• [Work instructions] Gather each line of the entries below that contains the string "mango". Case matters.

begin Data shown

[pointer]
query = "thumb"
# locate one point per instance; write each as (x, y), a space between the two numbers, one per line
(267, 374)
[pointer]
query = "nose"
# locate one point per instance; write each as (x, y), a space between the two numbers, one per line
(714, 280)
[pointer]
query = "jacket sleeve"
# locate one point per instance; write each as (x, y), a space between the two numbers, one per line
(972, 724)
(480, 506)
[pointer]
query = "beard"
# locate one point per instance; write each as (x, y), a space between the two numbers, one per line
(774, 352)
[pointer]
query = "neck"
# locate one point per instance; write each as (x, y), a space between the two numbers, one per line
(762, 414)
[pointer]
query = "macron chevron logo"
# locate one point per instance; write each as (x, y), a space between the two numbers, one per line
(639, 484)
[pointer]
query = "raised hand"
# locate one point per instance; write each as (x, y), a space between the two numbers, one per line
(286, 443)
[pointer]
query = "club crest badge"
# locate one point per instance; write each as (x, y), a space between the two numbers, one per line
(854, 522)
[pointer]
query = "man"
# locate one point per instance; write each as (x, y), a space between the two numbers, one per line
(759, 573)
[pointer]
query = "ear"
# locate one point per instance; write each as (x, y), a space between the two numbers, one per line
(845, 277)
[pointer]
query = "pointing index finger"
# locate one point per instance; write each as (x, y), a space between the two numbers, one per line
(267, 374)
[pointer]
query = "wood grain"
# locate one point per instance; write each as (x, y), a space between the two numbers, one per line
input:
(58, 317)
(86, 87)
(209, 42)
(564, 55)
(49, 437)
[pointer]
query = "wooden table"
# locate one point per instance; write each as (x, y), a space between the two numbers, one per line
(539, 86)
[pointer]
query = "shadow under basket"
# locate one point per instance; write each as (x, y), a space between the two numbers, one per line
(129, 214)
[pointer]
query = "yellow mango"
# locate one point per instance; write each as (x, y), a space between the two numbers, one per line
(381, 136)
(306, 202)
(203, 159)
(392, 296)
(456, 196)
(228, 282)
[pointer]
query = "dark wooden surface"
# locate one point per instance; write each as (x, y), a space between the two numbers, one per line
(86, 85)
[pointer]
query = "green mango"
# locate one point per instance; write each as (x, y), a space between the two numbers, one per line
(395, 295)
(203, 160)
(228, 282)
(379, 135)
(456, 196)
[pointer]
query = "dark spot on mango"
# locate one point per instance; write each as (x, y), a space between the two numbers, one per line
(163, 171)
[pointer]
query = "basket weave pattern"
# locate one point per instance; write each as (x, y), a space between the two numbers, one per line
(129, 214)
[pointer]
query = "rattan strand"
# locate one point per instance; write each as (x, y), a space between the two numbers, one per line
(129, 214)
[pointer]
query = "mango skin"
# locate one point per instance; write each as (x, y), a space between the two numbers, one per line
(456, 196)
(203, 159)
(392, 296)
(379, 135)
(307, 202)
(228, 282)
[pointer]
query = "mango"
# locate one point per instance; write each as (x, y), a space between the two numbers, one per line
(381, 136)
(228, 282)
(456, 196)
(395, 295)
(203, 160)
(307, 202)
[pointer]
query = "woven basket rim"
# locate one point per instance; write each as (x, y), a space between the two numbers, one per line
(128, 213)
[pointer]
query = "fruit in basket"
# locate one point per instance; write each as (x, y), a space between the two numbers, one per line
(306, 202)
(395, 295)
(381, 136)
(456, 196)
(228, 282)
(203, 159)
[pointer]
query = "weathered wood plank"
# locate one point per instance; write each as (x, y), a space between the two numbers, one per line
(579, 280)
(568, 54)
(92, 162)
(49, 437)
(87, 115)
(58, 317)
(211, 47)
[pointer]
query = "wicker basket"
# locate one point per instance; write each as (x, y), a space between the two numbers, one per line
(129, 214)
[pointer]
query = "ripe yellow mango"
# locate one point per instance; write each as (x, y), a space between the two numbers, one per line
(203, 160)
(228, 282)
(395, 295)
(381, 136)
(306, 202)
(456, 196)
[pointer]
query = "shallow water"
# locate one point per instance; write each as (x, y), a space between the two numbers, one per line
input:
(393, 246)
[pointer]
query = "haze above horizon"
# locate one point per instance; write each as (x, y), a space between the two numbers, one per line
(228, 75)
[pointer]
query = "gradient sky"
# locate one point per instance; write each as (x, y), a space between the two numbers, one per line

end Data shown

• [Solution]
query = "yellow mango"
query = "green mango"
query = "dark spot on mango"
query = "mango skin"
query = "mango"
query = "ripe yellow mango"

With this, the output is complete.